RECORD SET Block Start
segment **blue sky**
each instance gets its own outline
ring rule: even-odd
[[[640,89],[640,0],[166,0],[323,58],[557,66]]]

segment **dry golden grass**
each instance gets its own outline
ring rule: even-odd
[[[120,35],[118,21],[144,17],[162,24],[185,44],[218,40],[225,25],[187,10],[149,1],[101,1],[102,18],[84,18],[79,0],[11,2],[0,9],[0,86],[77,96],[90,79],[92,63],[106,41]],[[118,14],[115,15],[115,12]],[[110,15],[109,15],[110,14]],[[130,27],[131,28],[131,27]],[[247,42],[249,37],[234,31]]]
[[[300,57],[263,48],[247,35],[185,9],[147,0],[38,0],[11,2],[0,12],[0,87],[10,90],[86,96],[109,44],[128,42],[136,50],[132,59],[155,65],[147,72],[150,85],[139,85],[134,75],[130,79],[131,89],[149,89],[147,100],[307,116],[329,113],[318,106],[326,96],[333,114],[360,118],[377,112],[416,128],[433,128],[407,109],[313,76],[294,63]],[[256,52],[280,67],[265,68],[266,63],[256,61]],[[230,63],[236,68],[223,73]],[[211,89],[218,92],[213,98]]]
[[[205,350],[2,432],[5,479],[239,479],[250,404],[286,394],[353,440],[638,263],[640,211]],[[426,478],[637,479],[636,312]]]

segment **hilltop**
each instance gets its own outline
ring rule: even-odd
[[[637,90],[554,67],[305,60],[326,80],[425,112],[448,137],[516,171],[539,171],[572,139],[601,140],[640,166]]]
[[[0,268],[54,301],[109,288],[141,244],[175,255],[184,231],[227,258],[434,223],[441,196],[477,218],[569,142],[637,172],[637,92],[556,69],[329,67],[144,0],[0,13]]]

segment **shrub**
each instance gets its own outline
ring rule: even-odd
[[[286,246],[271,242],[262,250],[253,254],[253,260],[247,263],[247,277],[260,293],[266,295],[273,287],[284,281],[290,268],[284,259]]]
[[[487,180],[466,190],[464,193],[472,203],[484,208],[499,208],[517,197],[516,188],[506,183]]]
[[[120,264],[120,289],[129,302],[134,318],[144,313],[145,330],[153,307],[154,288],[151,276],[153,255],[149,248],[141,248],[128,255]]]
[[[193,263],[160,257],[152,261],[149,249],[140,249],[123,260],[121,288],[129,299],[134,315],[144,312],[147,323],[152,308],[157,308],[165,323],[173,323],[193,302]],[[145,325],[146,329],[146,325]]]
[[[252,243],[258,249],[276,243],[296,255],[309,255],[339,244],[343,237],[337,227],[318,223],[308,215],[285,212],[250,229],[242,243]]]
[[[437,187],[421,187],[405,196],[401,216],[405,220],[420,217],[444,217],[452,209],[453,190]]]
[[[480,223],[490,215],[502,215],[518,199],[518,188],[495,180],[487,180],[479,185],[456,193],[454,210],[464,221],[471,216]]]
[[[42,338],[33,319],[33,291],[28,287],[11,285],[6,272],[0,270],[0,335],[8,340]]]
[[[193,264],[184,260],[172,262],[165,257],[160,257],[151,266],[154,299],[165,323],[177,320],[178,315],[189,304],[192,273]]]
RECORD SET Block End
TASK TO COMPLETE: A verbatim restatement of all the entries above is required.

REPLY:
segment **blue sky**
each instance gets its own outline
ring rule: even-odd
[[[640,89],[640,0],[166,0],[323,58],[557,66]]]

segment **dry golden grass**
each instance gets its own outline
ring rule: even-odd
[[[120,35],[118,21],[144,17],[162,24],[185,44],[218,40],[225,25],[187,10],[149,1],[101,1],[102,18],[84,18],[79,0],[11,2],[0,9],[0,86],[77,96],[90,79],[92,63],[106,41]],[[118,14],[115,15],[115,12]],[[110,15],[109,15],[110,14]],[[130,27],[131,28],[131,27]],[[247,42],[249,37],[234,31]]]
[[[300,57],[263,48],[247,35],[185,9],[147,0],[38,0],[11,2],[0,12],[0,87],[10,90],[86,96],[109,44],[128,42],[136,50],[132,59],[155,65],[147,72],[150,85],[139,85],[134,75],[130,79],[131,89],[149,89],[147,100],[307,116],[329,113],[318,106],[326,96],[333,114],[360,118],[377,112],[416,128],[433,128],[407,109],[313,76],[294,63]],[[256,52],[280,67],[265,68],[266,63],[256,61]],[[230,63],[236,68],[223,73]],[[211,89],[218,92],[213,98]]]
[[[205,350],[2,432],[5,479],[239,479],[250,404],[286,394],[353,440],[638,263],[640,211]],[[426,478],[637,479],[636,312]]]

segment **hilltop**
each instance gets its own outline
ring rule: even-odd
[[[637,90],[554,67],[305,60],[326,80],[425,112],[448,137],[516,171],[539,171],[572,139],[601,140],[640,166]]]
[[[0,268],[54,301],[109,288],[141,244],[175,255],[184,231],[227,258],[434,223],[441,196],[477,218],[569,142],[637,172],[637,92],[556,69],[329,67],[144,0],[0,13]]]

segment **shrub**
each instance gets its own outline
ring rule: even-odd
[[[286,246],[271,242],[262,250],[253,254],[253,260],[247,263],[247,277],[260,293],[266,295],[273,287],[284,281],[290,268],[284,259]]]
[[[487,180],[466,190],[464,193],[472,203],[484,208],[499,208],[517,197],[516,188],[506,183]]]
[[[120,264],[120,289],[129,302],[134,318],[144,313],[145,330],[153,307],[154,288],[151,276],[153,255],[149,248],[141,248],[128,255]]]
[[[193,263],[160,257],[152,261],[149,249],[140,249],[123,260],[121,288],[129,299],[134,315],[144,312],[147,323],[152,308],[157,308],[165,323],[173,323],[193,302]],[[145,325],[146,329],[146,325]]]
[[[252,243],[258,249],[276,243],[296,255],[309,255],[339,244],[343,237],[337,227],[318,223],[308,215],[285,212],[250,229],[242,243]]]
[[[437,187],[421,187],[405,196],[401,216],[405,220],[420,217],[444,217],[452,209],[453,190]]]
[[[480,223],[490,215],[502,215],[518,199],[518,188],[495,180],[487,180],[479,185],[456,193],[454,210],[464,221],[471,216]]]
[[[42,338],[33,319],[33,291],[28,287],[11,285],[6,272],[0,270],[0,335],[8,340]]]
[[[193,264],[184,260],[172,262],[165,257],[160,257],[151,266],[154,299],[165,323],[177,320],[178,315],[189,304],[192,273]]]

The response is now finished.